Brief A: From the farm account, reproduce the passage from "There's something very" to "a sustainable manner." word for word.
Brief B: In the farm account, what did the group pick up along the way to the jungle waterfall?

After greetings and introductions we took a quick tour of the farm before lunch. After filling up on chicken, rice and beans we hiked to a jungle waterfall, picking up some fallen avocados along the way for a snack. The sight and sound of a waterfall is a powerful calming force and I enjoy sitting near the base of the falls and letting my mind calm as the cool spray sprinkles my skin. To be loosely absorbed into natures soothing peace.
We arrived on the farm during the weekend and Chriss, the man in charge and only man on the farm was away on business, so there wasn't much work for us to do. Andy and I did what we could to help out. We hauled and chopped a large amount of wood, the hardest task for the girls on the farm.
We helped de-shell peanuts and cocoa beans, make peanut butter and chocolate, then consume the fruits of our labor with some fresh bananas. Putting a freshly roasted still warm cocoa bean in your mouth with a pinch of brown sugar, then chewing to perfection is in my opinion, the best way to make and eat chocolate. Other tasks we performed included: starting fires, baking bread, escorting the girls to a local dance, eating lots of fresh mangoes and avocados so they wouldn't go bad, and adding compost to the composting toilets.
There's something very satisfying about living and working on a beautiful farm, getting a healthy coat of dirt on your skin, eating fresh fruits and vegetables, not creating loads of garbage that eventually end up in a landfill and being present in the nature and the natural processes of turning water, sunlight and nutrients into food in a sustainable manner.

Recorded information:
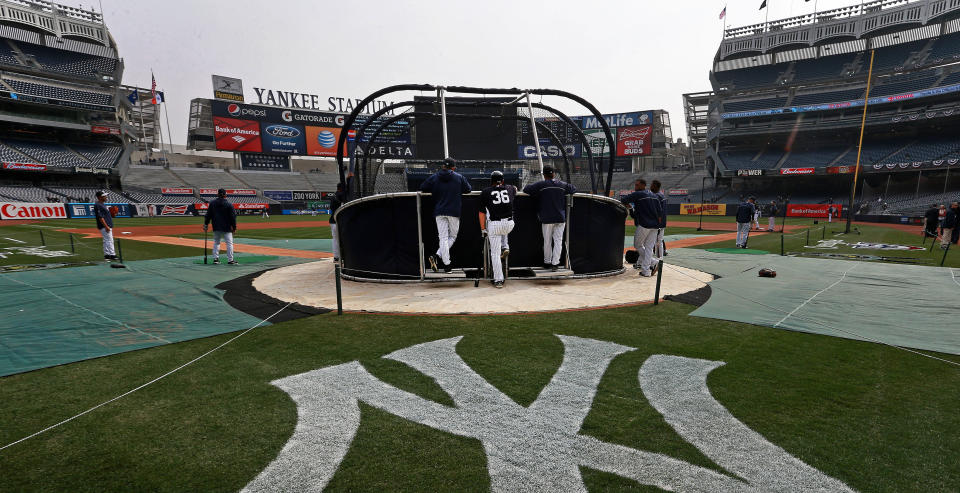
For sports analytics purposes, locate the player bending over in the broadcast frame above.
[420,157,471,272]
[480,171,517,288]
[523,166,577,271]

Complete answer A:
There's something very satisfying about living and working on a beautiful farm, getting a healthy coat of dirt on your skin, eating fresh fruits and vegetables, not creating loads of garbage that eventually end up in a landfill and being present in the nature and the natural processes of turning water, sunlight and nutrients into food in a sustainable manner.

Complete answer B: Fallen avocados, for a snack.